▸ AIM OF THE EXERCISE: Using the Janelia Farm text, decide whether each statement below agrees with it, and answer yes or no, quoting the deciding words. 1. The Janelia team includes physicists. 2. Jeff Lichtman mapped mouse neurons at Stanford. 3. Adler compares Smith's cartography with Google's satellite views.

══ PAGE TEXT ══

Janelia Farm is a research campus in northern Virgina where scientists are reverse engineering the brain of a fruit fly. At the facility, part of the Howard Hughes Medical Institute, a transdisciplinary team of biologists, neuroscientists, physicists, and engineers hope their studies of Drosophilia could one day enable them to generate a complete circuit diagram of the human brain. As part of IEEE Spectrum magazine's "Special Report: The Singularity," writer Sally Adee visited Janella Farm to see if the work there might even point toward a giant leap in artificial intelligence. From IEEE Spectrum:
Let's say all the engineering problems can be solved in the next five or 10 years. Could researchers then actually reverse engineer the human brain, creating its functional duplicate in silicon? Would consciousness and all its attendant joy, pain, insanity, and genius be freed from biological containment? Adler sees no reason why not. "The brain is the ultimate micromachine," (researcher David Adler) insists. "The fact that it's made out of meat is a red herring."
His vision is a Google map of the human brain that incorporates not just Janelia's circuit diagrams but also other work in neuroscience. Adler cites the work of Stanford neuroscientist Stephen Smith as "the first steps to finding the soul." At Harvard's Center for Brain Science, neuro-scientist Jeff Lichtman mapped mouse neurons by "painting" them with fluorescent proteins. Rubin believes he'll live long enough to see an MRI-like device that measures function with such high-resolution output that neurons in fruit flies, mice, or even humans can be observed taking in and processing information in real time.
How would all these different systems work together to show us how the brain does what it does? With his 10- billion- pixel-per-second microscope, Adler is confident he'll be able to produce brain-topography images like Google's satellite views, resolving fine details in sharp focus. Smith's cartography, on the other hand, he compares with Google's map views, including street names. Rubin's fMRI data would be like real-time traffic data. Layering these different maps atop each other, says Adler, could lead to a hybrid comparable to a Google map.

═══
══ DATA RECORDS ══

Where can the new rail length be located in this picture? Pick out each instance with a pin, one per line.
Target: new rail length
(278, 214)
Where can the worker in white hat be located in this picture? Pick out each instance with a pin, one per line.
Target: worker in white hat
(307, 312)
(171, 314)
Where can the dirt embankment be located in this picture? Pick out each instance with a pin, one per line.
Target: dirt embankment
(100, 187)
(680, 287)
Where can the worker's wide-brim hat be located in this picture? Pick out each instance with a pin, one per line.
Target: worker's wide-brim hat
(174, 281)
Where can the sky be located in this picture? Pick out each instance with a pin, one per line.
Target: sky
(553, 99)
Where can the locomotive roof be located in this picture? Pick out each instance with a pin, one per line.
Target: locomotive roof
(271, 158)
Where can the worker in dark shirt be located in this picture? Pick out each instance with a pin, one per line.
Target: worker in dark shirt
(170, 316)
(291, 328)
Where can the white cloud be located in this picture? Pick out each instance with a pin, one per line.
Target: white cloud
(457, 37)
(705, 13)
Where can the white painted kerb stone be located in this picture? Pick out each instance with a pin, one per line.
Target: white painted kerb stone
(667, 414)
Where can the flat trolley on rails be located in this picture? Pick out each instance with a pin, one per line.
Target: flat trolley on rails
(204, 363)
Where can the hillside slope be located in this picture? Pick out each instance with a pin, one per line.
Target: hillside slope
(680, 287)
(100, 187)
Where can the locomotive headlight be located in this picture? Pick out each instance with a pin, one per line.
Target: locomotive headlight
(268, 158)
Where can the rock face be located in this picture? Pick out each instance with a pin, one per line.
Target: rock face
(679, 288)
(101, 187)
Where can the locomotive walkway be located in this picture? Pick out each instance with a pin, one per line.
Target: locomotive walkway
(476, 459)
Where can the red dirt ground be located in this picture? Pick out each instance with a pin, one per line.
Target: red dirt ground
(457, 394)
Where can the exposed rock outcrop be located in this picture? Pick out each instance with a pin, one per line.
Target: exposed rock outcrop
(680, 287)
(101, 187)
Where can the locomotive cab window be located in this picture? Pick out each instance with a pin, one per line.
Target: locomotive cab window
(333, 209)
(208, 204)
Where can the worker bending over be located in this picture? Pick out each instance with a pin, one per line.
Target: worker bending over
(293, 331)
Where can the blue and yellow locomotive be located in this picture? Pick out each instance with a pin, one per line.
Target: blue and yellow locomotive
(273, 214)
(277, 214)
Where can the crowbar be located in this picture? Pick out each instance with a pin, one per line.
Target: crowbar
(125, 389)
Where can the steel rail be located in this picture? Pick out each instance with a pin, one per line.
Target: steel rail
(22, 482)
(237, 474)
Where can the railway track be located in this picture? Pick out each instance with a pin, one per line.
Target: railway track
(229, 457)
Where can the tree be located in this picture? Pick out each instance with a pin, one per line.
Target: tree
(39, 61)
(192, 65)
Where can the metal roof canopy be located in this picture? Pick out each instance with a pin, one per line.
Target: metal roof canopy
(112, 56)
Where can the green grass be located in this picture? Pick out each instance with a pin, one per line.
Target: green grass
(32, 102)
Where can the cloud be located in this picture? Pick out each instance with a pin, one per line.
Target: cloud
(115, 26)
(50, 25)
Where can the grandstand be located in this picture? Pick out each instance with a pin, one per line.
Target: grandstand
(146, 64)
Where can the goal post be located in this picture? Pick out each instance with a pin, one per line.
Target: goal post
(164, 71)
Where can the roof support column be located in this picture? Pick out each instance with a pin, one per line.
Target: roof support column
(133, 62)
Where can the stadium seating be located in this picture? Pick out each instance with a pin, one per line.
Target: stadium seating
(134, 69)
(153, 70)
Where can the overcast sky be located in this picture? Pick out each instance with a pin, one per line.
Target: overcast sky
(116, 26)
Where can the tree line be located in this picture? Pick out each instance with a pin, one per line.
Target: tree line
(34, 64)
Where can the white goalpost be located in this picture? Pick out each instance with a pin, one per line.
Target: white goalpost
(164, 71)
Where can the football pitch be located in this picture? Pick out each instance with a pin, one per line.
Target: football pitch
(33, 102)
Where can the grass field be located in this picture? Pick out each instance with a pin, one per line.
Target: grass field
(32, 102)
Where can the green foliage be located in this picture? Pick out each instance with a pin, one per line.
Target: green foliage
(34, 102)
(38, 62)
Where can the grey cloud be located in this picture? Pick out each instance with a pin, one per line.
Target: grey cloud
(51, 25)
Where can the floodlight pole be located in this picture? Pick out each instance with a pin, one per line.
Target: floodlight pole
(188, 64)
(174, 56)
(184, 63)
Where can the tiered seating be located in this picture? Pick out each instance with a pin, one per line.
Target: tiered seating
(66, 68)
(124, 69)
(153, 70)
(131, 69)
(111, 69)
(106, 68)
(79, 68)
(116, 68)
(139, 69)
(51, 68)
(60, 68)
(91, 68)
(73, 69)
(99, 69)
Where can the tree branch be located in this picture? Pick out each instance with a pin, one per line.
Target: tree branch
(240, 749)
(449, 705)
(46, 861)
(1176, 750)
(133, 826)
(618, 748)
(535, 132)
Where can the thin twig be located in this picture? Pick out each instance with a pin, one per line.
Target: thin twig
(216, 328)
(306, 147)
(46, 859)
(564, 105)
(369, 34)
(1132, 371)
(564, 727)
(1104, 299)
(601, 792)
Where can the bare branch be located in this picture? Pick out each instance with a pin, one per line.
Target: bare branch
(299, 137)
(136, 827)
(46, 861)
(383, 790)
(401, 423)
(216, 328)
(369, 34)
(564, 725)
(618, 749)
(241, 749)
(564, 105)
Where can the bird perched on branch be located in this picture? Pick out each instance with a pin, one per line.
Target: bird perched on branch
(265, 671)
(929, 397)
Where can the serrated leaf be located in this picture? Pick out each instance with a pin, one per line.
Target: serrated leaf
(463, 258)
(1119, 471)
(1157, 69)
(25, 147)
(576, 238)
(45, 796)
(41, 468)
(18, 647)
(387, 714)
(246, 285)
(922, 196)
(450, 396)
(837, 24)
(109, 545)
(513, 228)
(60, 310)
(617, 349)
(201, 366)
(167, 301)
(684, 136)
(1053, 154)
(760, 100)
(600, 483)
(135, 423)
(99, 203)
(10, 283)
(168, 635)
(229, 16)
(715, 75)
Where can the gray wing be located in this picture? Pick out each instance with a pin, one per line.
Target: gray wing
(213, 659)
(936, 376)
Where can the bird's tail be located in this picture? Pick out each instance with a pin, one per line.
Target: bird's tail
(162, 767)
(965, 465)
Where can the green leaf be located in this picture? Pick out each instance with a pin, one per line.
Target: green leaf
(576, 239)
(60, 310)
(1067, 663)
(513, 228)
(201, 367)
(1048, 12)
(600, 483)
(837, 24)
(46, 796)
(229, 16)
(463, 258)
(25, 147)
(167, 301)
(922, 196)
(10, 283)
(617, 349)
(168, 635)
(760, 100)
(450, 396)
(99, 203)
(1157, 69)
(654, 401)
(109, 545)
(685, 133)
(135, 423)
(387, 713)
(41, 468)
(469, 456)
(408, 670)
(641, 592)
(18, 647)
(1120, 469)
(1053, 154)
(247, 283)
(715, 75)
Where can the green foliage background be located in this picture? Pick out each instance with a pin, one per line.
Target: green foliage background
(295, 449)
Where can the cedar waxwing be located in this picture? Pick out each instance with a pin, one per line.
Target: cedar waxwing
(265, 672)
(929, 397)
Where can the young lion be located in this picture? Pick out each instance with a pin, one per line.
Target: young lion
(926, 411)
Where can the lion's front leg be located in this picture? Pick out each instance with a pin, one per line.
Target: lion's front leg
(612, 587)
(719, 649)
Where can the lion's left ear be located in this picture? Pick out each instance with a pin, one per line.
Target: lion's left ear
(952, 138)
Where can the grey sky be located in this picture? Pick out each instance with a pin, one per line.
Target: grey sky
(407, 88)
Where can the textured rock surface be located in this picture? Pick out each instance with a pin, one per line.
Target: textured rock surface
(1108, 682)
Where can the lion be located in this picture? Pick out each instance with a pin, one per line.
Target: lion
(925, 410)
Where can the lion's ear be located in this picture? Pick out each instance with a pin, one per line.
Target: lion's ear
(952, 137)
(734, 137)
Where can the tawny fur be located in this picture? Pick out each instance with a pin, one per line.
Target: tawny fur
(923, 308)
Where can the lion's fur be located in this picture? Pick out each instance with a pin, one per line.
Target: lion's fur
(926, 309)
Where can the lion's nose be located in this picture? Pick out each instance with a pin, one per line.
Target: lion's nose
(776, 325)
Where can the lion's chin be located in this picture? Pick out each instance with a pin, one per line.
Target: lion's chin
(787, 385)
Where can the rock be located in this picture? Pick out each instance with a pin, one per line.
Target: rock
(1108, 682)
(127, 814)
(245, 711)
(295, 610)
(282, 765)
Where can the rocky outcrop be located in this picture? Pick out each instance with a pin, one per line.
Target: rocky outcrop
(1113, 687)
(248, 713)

═══

▸ EXERCISE RESULT:
1. Yes: "a transdisciplinary team of biologists, neuroscientists, physicists, and engineers"
2. No: "At Harvard's Center for Brain Science, neuro-scientist Jeff Lichtman mapped mouse neurons"
3. No: "Smith's cartography, on the other hand, he compares with Google's map views, including street names."